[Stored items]
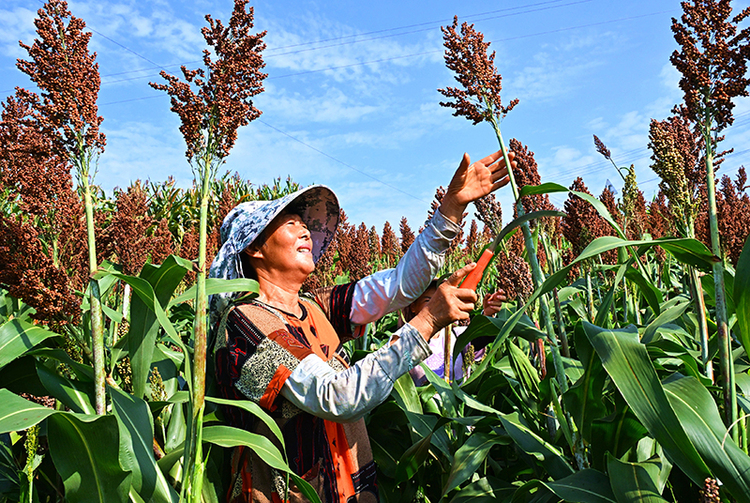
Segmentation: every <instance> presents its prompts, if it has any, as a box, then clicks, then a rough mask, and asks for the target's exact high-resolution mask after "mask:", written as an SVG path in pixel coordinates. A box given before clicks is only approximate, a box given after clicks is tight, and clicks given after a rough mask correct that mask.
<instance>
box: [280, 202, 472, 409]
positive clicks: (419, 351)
mask: <svg viewBox="0 0 750 503" xmlns="http://www.w3.org/2000/svg"><path fill="white" fill-rule="evenodd" d="M459 230H460V227H459V226H458V224H456V223H454V222H452V221H450V220H448V219H447V218H446V217H445V216H443V215H442V214H441V213H440V211H439V210H438V211H436V212H435V214H434V215H433V217H432V219H430V221H429V222H428V224H427V226H426V228H425V229H424V230H423V231H422V232H421V233H420V234H419V236H417V238H416V239H415V241H414V243H413V244H412V245H411V246H410V247H409V249H408V250H407V252H406V253H405V254H404V256H403V257H402V258H401V260H400V261H399V263H398V265H397V266H396V267H395V268H394V269H387V270H384V271H380V272H377V273H375V274H373V275H371V276H367V277H365V278H363V279H361V280H359V281H358V282H357V283H356V284H355V287H354V292H353V298H352V306H351V313H350V320H351V321H352V323H353V324H355V325H365V324H367V323H370V322H372V321H375V320H377V319H379V318H381V317H382V316H384V315H385V314H388V313H390V312H393V311H395V310H397V309H402V308H404V307H406V306H408V305H409V304H410V303H412V302H413V301H414V300H416V299H417V298H418V297H419V296H420V295H421V294H422V292H424V291H425V290H426V288H427V286H428V285H429V284H430V282H431V281H432V280H433V279H434V278H435V275H436V274H437V273H438V271H439V270H440V268H441V267H442V265H443V262H444V259H445V253H446V251H447V249H448V245H449V244H450V241H451V240H452V239H453V238H454V237H455V236H456V234H457V233H458V231H459ZM395 336H398V337H397V340H395V342H393V343H392V344H386V345H384V346H383V347H382V348H380V349H379V350H377V351H375V352H373V353H371V354H369V355H367V357H365V358H363V359H362V360H360V361H358V362H357V363H356V364H354V365H353V366H351V367H349V368H348V369H346V370H343V371H336V370H334V369H333V368H332V367H331V366H330V365H328V364H327V363H326V362H325V361H323V359H322V358H320V357H318V356H317V355H309V356H307V357H305V358H304V359H303V360H302V361H301V362H300V364H299V365H298V366H297V367H296V368H295V370H294V371H293V372H292V373H291V374H290V375H289V377H288V378H287V379H286V381H285V383H284V386H283V387H282V389H281V394H282V396H284V397H285V398H286V399H287V400H289V401H290V402H291V403H292V404H294V405H295V406H297V407H298V408H300V409H301V410H304V411H306V412H309V413H311V414H313V415H315V416H318V417H321V418H324V419H329V420H333V421H338V422H349V421H355V420H357V419H359V418H361V417H362V416H364V415H365V414H366V413H367V412H369V411H370V410H372V409H373V408H374V407H376V406H377V405H379V404H380V403H382V402H383V401H384V400H385V399H386V398H387V397H388V395H390V393H391V390H392V389H393V385H394V383H395V381H396V379H398V378H399V377H400V376H401V375H403V374H404V373H406V372H408V371H409V370H410V369H412V368H413V367H414V366H415V365H417V364H419V362H421V361H422V360H424V359H425V358H426V357H427V356H429V355H430V354H431V351H430V348H429V345H428V344H427V342H426V341H425V340H424V338H423V337H422V335H421V334H420V333H419V331H418V330H416V329H415V328H414V327H412V326H411V325H409V324H406V325H404V326H403V327H401V328H400V329H399V330H398V331H397V332H396V333H395V334H394V339H396V337H395Z"/></svg>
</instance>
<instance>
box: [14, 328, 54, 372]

- _Job item_
Render every line of the stored items above as a JSON list of strings, one string per line. Omit blank lines and leave the pictures out.

- _Written response_
[
  "Segmentation: every <instance> presents its prompts, if it has any, as a box, then clicks, then a rough mask, and asks for the target's exact high-resolution mask after \"mask:\", written as an SVG path in pixel coordinates. A box given before clicks is only approximate, a box given after clicks is tight, and clicks given after a rough mask correct that mask.",
  "<instance>",
  "box: [280, 202, 472, 409]",
  "positive clicks: (419, 351)",
  "mask: <svg viewBox=\"0 0 750 503\" xmlns=\"http://www.w3.org/2000/svg\"><path fill=\"white\" fill-rule=\"evenodd\" d=\"M459 230H460V227H459V226H458V224H456V223H454V222H452V221H450V220H448V219H447V218H446V217H445V216H443V215H442V214H441V213H440V211H439V210H438V211H436V212H435V214H434V215H433V217H432V219H430V221H429V222H428V224H427V226H426V228H425V229H424V230H423V231H422V232H421V233H420V234H419V236H417V238H416V239H415V241H414V243H413V244H412V245H411V246H410V247H409V249H408V250H407V252H406V253H405V254H404V256H403V257H402V258H401V260H400V261H399V263H398V265H397V266H396V267H395V268H394V269H387V270H384V271H380V272H377V273H375V274H373V275H371V276H367V277H365V278H363V279H361V280H359V281H358V282H357V283H356V284H355V287H354V292H353V298H352V306H351V313H350V320H351V321H352V323H353V324H355V325H365V324H367V323H370V322H372V321H375V320H377V319H379V318H381V317H382V316H384V315H385V314H388V313H390V312H393V311H395V310H397V309H402V308H404V307H406V306H408V305H409V304H410V303H412V302H413V301H414V300H416V299H417V298H418V297H419V296H420V295H421V294H422V292H424V291H425V290H426V288H427V286H428V285H429V284H430V282H431V281H432V280H433V279H434V278H435V275H436V274H437V273H438V271H439V270H440V268H441V267H442V265H443V262H444V259H445V253H446V251H447V249H448V245H449V244H450V241H451V240H452V239H453V238H454V237H455V236H456V234H457V233H458V231H459ZM395 336H398V337H397V340H395V342H393V343H392V344H386V345H384V346H383V347H382V348H380V349H379V350H377V351H375V352H373V353H371V354H369V355H367V357H365V358H363V359H362V360H360V361H358V362H357V363H356V364H354V365H353V366H351V367H349V368H348V369H346V370H343V371H336V370H334V369H333V368H332V367H331V366H330V365H328V364H327V363H326V362H325V361H323V359H322V358H320V357H318V356H317V355H309V356H307V357H305V358H304V359H303V360H302V361H301V362H300V364H299V365H298V366H297V367H296V368H295V370H294V371H293V372H292V373H291V374H290V375H289V377H288V378H287V379H286V381H285V383H284V386H283V387H282V389H281V394H282V396H284V397H285V398H286V399H287V400H289V401H290V402H291V403H292V404H294V405H295V406H297V407H298V408H300V409H301V410H304V411H306V412H309V413H311V414H313V415H315V416H318V417H321V418H324V419H329V420H333V421H338V422H349V421H355V420H357V419H359V418H361V417H362V416H364V415H365V414H366V413H367V412H369V411H370V410H372V409H373V408H374V407H376V406H377V405H379V404H380V403H382V402H383V401H384V400H385V399H386V398H387V397H388V395H390V393H391V390H392V389H393V385H394V383H395V381H396V379H398V378H399V377H400V376H401V375H403V374H404V373H406V372H408V371H409V370H410V369H412V368H413V367H414V366H415V365H417V364H419V362H421V361H422V360H424V359H425V358H426V357H427V356H429V355H430V354H431V351H430V348H429V345H428V344H427V342H426V341H425V340H424V338H423V337H422V335H421V334H420V333H419V331H418V330H416V329H415V328H414V327H412V326H411V325H409V324H406V325H404V326H403V327H401V328H400V329H399V330H398V331H397V332H396V333H395V334H394V339H396V337H395Z\"/></svg>",
  "</instance>",
  "<instance>",
  "box: [14, 328, 54, 372]"
]